DOCUMENT EXCERPT:
-------

S.Rajendra Babu, D.P.Mohapatra

L.I.T.J D.P.Mohapatra. J.

The Hindustan Machines Tools Ltd. (hereinafter referred to as 'HMT Ltd.') represented by its Chairman-cum-Managing Director at Bangalore and the Ceneral Manager and the Joint General Manager (Personnel Incharge) at Bali Nagar, Hyderabad have filed these appeals by special leave challenging the judgment dated 9th Nov. 1995 of the Single Judge of the A.P. High Court in Writ Petition No.

3425 of 1995 which was confirmed in appeal by a Division Bench of that Court by its Order dated 28th Dec. 1995 in Writ Appeal No. 1710 of 1995.

HMT Ltd. is a Public Sector Undertaking of the Govt.

of India which as described by the appellants, has grown into a multi-unit, multi-product, multi-technology Company having four business groups and 20 manufacturing units spread over ten different States in the country. The Company engages casual workers on daily rate basis depending upon the need and exigencies of work. Forty two such casual workers engaged in the unit of the Company at Hyderabad filed the Writ Petition with a prayer to issue a Writ or Order or Direction in the nature of a Writ of Mandamus directing the respondents to regularise their services in their respective posts from the date of the initial appointment with all consequential benefits forthwith. The appellants were arrayed as respondents in the Writ Petition.

The writ petitioners alleged inter alia that they have been working as helpers and skilled workers in different departments of the Company for long periods of 3 to 10 years continuously. Their engagement has been treated as casual labour on daily wage basis. Some of them have undergone training course (I.T.I.) as apprentice under the Company.

On successful completion of the said training the incumbents were given temporary appointments, which continued till the date of filing of the writ petition. The writ petitioners further alleged that though they had been discharging duties similar to those of regular employees of the Company, they were denied the benefit of regularisation of service and other service benefits on that basis. Under such compelling circumstances the casual workers filed the writ petition seeking the reliefs noted above. During pendency of the writ petition, considering the application filed by the writ petitioners seeking interim relief, the High Court passed the order for maintenance of status quo as on the date of the order to ensure continuance of the writ petitioners in service.

-------

MATERIAL:
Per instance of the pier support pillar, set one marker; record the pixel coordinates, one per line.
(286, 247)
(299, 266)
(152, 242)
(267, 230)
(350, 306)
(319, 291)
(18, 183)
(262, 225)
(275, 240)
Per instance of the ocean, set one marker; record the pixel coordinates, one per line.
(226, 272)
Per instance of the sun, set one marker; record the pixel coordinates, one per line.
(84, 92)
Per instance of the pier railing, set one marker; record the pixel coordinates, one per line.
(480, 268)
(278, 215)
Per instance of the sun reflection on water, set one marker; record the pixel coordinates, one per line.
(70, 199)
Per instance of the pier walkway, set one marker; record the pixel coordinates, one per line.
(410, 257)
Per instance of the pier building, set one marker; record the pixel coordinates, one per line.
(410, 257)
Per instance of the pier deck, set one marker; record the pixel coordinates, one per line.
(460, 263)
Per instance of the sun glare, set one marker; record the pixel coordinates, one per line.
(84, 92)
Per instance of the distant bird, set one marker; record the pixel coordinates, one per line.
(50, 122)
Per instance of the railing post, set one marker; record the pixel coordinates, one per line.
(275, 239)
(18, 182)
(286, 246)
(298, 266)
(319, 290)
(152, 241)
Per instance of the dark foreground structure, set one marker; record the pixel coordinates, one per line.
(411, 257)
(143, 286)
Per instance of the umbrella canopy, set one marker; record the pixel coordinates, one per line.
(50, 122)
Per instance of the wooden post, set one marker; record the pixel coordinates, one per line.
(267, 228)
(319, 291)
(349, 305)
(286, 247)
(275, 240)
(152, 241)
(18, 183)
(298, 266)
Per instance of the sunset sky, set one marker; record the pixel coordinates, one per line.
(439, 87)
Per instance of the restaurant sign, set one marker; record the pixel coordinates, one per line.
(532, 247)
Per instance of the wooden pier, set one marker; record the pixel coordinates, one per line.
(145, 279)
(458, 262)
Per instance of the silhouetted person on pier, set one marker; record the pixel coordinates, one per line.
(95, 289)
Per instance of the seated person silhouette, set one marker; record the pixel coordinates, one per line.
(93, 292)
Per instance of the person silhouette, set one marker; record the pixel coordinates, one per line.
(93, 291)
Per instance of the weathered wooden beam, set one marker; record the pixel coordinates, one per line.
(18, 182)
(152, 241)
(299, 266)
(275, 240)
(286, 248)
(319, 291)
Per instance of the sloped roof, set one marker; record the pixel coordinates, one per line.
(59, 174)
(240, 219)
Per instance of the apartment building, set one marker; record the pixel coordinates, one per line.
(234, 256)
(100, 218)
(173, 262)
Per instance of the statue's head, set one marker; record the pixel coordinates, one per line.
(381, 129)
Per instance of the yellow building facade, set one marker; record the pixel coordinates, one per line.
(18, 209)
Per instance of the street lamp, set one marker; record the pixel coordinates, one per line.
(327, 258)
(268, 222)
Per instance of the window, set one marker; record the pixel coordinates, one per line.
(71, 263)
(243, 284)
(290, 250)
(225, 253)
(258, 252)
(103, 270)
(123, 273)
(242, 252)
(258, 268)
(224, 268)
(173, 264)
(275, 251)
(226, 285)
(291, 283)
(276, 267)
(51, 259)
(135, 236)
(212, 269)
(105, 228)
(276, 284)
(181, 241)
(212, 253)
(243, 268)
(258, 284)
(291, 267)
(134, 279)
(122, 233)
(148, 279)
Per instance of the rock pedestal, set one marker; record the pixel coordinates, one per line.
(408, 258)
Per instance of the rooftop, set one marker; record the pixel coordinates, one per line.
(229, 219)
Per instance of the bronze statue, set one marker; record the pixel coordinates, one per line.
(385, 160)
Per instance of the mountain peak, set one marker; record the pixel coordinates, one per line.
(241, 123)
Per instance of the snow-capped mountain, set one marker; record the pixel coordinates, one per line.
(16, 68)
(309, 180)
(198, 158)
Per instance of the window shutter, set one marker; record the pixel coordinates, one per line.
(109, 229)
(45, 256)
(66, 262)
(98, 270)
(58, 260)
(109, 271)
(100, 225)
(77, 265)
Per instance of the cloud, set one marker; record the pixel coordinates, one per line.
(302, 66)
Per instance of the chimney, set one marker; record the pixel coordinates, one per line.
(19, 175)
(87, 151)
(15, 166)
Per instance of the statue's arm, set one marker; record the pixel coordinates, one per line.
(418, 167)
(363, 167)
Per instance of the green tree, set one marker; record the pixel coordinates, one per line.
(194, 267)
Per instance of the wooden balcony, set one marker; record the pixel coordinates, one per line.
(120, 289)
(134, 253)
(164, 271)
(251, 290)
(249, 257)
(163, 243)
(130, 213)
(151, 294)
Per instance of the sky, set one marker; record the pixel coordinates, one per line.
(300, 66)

-------

WRITTEN INSTRUCTION:
Retype the stretch of the court judgment from "S.Rajendra Babu, D.P.Mohapatra" through "1710 of 1995.", keeping every word and mark unchanged.

FINAL RESULT:
S.Rajendra Babu, D.P.Mohapatra

L.I.T.J D.P.Mohapatra. J.

The Hindustan Machines Tools Ltd. (hereinafter referred to as 'HMT Ltd.') represented by its Chairman-cum-Managing Director at Bangalore and the Ceneral Manager and the Joint General Manager (Personnel Incharge) at Bali Nagar, Hyderabad have filed these appeals by special leave challenging the judgment dated 9th Nov. 1995 of the Single Judge of the A.P. High Court in Writ Petition No.

3425 of 1995 which was confirmed in appeal by a Division Bench of that Court by its Order dated 28th Dec. 1995 in Writ Appeal No. 1710 of 1995.